Conosco tutti i ceceni, quindi viaggio in vari Paesi e cerco di convincere tutti ad accettare la pace e l’unità

Khanpasha Terkibayev

“Conosco tutti i ceceni, quindi viaggio in vari Paesi e cerco di convincere tutti ad accettare la pace e l’unità” ha ripetuto Terkbaev quando gli è stato chiesto se conoscesse Movsar Baraev (leader della banda cecena che ha preso in ostaggio il Dubrovka): “Conosco tutti i ceceni”.

Nel suo articolo, Anna Politkovskaya scrive: “È stato proprio dopo Nord-Ost che la carriera di Khanpasha è decollata. Divenne un vero e proprio “compagno d’armi” dell’amministrazione Putin, gli vennero forniti tutti i documenti necessari per permettergli di viaggiare senza ostacoli ovunque fosse necessario e di muoversi tra Maskhadov e Yastrzhembsky. Ha condotto negoziati a nome dell’amministrazione Putin con i deputati del parlamento ceceno, necessari per il sostegno al referendum. Ha garantito a questi deputati l’immunità dai procedimenti giudiziari in caso di visita a Mosca. Khanpash, e nessun altro, ha portato questi stessi deputati a Strasburgo, di fatto come leader del loro gruppo, alle più alte cariche del Consiglio d’Europa e dell’Assemblea parlamentare, dove questi deputati si sono comportati perfettamente sotto la direzione di Rogozin, il presidente della commissione per gli affari esteri della Duma”.

--- DATI FORNITI ---
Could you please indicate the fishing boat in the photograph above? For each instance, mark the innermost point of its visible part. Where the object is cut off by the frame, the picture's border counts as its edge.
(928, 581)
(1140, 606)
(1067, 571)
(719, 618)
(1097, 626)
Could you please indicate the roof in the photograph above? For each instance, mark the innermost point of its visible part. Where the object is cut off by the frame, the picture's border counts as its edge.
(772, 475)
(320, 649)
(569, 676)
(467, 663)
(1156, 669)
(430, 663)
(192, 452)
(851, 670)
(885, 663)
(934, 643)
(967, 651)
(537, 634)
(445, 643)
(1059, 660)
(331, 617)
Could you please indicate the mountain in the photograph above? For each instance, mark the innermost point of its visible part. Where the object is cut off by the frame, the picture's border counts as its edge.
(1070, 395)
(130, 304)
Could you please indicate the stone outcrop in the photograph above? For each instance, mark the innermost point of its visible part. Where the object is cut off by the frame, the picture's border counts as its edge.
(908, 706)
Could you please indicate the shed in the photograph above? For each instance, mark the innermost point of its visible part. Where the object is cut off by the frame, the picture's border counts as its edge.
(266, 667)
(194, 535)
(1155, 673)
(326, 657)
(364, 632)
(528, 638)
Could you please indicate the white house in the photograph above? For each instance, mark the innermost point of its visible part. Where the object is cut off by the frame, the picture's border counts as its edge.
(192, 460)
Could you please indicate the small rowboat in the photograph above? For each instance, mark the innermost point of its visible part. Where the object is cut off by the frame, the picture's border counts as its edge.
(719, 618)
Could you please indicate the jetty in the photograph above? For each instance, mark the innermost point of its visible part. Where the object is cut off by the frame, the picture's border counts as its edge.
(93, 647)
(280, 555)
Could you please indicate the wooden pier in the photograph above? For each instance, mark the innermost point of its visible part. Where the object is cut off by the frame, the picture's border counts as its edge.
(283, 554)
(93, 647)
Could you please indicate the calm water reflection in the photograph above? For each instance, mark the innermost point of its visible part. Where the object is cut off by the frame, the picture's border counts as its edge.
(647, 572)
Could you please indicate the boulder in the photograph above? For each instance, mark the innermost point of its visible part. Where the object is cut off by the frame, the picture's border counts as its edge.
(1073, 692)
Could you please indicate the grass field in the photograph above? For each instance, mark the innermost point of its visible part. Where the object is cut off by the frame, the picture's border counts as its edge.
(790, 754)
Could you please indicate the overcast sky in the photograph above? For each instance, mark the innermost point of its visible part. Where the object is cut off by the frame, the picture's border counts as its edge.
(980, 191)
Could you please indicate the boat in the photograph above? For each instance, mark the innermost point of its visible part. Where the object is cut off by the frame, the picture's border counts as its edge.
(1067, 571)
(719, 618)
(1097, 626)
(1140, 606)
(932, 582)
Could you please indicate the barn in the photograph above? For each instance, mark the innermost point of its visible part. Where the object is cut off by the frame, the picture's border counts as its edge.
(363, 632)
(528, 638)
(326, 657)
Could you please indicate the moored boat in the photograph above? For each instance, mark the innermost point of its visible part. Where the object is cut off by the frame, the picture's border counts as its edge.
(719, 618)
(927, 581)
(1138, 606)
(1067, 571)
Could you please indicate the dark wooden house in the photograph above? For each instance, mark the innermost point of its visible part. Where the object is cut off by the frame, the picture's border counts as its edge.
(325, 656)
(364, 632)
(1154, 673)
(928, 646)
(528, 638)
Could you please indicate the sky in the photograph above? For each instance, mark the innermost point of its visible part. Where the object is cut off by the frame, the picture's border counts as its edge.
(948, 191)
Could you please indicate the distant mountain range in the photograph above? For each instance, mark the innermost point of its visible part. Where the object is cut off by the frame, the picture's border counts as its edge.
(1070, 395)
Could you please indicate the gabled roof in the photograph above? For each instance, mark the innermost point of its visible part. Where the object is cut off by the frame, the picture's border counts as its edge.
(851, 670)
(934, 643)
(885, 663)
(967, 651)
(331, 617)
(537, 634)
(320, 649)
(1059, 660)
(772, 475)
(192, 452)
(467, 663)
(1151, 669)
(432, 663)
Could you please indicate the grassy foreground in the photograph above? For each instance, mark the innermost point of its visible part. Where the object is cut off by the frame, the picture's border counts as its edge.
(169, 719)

--- CONSEGNA A ---
Nel brano su Khanpasha Terkibayev, in quale città Khanpash ha portato i deputati del parlamento ceceno?
--- CONSEGNA B ---
Prosegui il brano su Khanpasha Terkibayev a partire dalla sua ultima frase.

--- RISULTATO A ---
A Strasburgo.

--- RISULTATO B ---
“A quanto pare, Khanpasha è proprio la persona che tutti noi che ci siamo occupati della tragedia di Nord-Ost stavamo cercando da tempo, la persona che ha gettato le basi per questo atto terroristico dall’interno. Secondo le informazioni in possesso del nostro giornale (e lui stesso non lo nega), Khanpash è un agente dei servizi speciali. È entrato in quell’edificio insieme ai terroristi, come membro della loro unità. In segreto, secondo le sue stesse parole, ha fatto in modo che entrassero a Mosca e poi nel teatro stesso. È stato proprio lui ad assicurare ai terroristi che “tutto è sotto controllo”, che “c’è un sacco di gente corrotta”, che “i russi hanno di nuovo accettato tangenti”, proprio come avevano fatto in precedenza per consentire l’uscita da Grozny assediata… che era solo necessario “fare rumore” per produrre “una seconda Budennovsk” e quindi raggiungere la pace e che poi, a missione compiuta, “ci avrebbero permesso di fuggire”, anche se non a tutti”.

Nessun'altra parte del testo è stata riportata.